**Problem details**.
Read the records below and report each line in which "street" occurs.

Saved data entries
>>>>>
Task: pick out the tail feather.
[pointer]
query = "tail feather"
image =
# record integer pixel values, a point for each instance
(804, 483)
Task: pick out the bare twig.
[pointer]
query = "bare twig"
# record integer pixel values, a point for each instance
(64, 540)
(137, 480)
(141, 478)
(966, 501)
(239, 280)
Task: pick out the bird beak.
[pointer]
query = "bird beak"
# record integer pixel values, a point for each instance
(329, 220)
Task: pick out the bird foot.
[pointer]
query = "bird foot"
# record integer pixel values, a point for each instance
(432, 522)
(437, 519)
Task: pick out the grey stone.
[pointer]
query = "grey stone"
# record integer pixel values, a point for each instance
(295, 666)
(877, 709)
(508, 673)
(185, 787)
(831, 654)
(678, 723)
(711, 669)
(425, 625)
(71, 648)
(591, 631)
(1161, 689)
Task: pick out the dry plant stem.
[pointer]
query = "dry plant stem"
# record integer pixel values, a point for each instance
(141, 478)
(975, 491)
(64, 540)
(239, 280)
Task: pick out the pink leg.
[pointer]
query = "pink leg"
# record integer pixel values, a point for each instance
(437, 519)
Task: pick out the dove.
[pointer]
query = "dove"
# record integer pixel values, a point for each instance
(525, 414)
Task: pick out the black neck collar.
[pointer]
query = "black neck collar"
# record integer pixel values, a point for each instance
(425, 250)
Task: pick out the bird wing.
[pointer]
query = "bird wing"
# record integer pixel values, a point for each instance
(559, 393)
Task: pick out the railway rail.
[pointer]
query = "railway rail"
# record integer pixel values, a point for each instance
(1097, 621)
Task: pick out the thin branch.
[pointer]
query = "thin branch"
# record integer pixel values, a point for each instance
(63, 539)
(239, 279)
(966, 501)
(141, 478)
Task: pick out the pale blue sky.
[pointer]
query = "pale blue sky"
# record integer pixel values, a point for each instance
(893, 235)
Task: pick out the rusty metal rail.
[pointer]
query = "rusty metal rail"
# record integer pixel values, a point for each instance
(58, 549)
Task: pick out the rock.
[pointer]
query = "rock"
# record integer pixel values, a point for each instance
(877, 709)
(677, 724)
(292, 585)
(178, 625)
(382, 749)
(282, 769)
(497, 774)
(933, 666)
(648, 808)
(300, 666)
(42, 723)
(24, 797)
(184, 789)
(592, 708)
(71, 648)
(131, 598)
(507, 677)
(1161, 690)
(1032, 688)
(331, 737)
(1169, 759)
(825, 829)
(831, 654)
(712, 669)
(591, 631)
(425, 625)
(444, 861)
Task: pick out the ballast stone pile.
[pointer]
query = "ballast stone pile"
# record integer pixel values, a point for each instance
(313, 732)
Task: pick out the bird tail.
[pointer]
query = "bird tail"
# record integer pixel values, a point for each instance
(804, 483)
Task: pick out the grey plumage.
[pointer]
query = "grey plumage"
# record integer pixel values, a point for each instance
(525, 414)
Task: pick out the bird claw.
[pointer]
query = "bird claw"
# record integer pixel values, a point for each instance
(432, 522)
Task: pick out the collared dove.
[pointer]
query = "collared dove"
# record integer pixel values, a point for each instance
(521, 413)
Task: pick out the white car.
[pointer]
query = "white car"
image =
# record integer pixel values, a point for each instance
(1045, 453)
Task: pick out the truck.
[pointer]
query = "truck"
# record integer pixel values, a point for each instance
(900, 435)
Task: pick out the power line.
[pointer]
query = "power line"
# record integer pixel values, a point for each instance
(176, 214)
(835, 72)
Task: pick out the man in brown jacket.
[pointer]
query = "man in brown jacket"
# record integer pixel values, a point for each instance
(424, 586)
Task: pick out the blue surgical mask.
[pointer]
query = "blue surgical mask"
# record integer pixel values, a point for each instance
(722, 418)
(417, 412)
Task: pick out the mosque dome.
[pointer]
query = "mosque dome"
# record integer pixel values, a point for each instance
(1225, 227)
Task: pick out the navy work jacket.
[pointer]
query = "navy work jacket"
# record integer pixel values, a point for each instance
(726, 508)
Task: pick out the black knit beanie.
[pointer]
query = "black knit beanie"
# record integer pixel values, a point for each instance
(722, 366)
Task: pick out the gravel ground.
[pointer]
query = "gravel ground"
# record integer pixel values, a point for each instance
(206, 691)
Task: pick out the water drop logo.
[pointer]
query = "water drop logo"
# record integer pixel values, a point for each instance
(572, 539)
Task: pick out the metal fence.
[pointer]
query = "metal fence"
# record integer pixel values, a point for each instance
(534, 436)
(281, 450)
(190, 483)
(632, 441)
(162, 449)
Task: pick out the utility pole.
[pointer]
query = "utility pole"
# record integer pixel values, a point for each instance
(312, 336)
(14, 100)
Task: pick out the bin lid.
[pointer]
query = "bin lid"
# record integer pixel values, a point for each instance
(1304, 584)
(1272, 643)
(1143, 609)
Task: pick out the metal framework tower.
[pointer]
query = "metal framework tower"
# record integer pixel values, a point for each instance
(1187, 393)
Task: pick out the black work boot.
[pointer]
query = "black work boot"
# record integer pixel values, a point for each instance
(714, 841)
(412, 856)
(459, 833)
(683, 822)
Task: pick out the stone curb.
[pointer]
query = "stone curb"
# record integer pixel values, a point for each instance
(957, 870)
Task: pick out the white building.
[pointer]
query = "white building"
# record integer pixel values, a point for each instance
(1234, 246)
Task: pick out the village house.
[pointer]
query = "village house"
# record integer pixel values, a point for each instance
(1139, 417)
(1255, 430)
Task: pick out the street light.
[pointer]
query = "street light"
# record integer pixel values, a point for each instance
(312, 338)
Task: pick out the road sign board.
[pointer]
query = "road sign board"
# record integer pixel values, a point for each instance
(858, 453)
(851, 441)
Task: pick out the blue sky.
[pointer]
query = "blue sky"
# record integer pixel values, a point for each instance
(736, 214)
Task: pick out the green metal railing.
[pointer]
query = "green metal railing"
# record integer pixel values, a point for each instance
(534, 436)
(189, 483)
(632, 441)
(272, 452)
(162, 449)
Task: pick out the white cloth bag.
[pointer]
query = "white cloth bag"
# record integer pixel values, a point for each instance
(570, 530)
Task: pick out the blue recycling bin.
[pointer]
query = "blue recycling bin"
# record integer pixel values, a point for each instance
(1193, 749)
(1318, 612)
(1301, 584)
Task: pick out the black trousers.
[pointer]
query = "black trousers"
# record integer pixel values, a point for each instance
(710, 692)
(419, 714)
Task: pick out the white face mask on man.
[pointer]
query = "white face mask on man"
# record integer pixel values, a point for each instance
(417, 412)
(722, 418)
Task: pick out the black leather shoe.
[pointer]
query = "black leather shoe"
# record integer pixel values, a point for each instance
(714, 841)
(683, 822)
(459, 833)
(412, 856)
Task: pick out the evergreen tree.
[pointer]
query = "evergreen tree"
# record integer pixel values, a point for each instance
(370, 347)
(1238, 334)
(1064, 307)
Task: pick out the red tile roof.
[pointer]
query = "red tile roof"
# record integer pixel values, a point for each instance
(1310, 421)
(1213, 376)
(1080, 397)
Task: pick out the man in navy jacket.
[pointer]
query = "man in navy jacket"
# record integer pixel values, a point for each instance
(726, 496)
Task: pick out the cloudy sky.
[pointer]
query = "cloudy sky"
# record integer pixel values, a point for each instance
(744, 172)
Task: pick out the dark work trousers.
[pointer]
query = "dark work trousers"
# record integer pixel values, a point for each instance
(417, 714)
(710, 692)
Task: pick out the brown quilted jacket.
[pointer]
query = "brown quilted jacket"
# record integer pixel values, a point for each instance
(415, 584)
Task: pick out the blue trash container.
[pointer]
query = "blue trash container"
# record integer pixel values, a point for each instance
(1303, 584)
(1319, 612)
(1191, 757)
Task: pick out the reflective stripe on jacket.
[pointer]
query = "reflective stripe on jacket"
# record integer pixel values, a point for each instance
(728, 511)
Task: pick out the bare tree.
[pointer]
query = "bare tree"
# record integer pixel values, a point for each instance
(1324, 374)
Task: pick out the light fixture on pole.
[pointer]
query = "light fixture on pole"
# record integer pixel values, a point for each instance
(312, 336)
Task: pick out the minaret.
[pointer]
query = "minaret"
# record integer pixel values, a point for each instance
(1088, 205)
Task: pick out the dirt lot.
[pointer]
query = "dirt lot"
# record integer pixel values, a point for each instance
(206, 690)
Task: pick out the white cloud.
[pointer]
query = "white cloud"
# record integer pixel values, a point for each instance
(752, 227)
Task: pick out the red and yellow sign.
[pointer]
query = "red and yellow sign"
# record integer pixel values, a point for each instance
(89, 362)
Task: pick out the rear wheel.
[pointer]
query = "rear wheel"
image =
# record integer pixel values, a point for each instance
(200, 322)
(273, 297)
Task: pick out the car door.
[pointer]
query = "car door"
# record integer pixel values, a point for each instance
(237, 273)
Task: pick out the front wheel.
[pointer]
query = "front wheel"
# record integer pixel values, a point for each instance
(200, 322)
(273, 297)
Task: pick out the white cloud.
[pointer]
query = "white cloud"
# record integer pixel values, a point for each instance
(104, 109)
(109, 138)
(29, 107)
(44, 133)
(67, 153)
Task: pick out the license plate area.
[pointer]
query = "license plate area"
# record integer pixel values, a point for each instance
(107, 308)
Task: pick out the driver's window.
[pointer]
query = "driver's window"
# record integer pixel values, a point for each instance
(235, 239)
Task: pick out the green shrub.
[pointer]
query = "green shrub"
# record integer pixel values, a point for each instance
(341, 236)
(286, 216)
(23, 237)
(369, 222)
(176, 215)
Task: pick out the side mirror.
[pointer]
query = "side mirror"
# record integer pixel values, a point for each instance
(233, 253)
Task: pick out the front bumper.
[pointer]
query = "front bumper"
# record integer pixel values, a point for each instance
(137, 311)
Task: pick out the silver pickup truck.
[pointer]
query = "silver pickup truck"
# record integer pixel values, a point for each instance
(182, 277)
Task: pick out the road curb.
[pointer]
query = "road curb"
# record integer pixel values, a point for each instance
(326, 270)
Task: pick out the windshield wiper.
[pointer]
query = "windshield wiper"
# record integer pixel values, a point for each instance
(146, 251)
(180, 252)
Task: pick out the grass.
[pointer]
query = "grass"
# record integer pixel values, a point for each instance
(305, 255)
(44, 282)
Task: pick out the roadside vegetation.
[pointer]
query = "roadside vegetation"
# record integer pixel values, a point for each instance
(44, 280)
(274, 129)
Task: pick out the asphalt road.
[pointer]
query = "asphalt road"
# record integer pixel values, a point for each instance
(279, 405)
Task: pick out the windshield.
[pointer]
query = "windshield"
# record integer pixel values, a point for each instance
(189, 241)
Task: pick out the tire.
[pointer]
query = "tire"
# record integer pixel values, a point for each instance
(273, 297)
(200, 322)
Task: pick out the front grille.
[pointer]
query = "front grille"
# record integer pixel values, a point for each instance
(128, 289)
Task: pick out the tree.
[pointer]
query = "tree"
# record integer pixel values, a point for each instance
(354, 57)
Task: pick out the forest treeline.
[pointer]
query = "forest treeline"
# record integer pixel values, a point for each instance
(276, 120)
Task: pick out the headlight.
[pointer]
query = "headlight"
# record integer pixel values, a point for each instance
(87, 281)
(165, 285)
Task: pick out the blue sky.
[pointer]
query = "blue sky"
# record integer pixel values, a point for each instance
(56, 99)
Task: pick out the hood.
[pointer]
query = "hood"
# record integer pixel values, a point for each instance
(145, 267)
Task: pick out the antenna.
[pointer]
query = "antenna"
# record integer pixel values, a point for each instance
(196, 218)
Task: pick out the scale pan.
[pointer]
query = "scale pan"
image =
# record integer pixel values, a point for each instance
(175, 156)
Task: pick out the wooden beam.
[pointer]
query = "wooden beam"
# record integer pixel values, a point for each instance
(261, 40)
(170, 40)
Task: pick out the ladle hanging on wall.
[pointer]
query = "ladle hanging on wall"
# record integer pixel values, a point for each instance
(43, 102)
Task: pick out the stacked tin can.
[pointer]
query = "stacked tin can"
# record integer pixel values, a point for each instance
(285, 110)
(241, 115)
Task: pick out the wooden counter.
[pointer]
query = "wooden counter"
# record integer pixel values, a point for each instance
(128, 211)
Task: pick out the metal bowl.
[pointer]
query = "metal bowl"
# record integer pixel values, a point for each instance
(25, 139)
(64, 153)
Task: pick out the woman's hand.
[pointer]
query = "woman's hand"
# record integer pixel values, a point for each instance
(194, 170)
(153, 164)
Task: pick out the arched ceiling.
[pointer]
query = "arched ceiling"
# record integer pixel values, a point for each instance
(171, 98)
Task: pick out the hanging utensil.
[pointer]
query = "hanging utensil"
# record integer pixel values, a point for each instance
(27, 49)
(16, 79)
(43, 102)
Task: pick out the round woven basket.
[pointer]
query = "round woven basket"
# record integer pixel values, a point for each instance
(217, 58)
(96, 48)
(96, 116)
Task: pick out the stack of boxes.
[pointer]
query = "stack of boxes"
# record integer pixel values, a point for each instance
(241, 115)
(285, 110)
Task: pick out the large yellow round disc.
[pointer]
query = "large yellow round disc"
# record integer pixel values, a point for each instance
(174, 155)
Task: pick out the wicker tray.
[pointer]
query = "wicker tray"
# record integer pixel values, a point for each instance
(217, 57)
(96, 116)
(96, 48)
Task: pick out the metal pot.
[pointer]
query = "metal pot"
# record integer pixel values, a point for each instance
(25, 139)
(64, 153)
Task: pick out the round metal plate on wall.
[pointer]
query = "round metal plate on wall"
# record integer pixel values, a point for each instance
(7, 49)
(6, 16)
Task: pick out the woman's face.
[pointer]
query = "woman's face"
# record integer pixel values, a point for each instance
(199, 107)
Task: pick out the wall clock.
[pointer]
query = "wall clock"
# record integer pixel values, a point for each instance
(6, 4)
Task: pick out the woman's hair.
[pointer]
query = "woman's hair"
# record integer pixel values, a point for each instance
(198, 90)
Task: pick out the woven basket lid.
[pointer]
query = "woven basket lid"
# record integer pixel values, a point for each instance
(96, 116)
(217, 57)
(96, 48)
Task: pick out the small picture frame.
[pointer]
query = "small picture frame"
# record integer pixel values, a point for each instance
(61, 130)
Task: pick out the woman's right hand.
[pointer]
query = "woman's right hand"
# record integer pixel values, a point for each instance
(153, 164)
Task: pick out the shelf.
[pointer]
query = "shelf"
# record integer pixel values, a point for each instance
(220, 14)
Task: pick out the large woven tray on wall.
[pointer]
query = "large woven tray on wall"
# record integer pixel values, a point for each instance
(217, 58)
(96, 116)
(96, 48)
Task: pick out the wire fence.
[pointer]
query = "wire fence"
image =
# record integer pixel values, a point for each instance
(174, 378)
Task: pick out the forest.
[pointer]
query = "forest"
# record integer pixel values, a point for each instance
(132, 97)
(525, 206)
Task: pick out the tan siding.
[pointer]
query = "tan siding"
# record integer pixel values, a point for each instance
<<<<<
**Response to this task**.
Task: pick out the street light.
query = "street light"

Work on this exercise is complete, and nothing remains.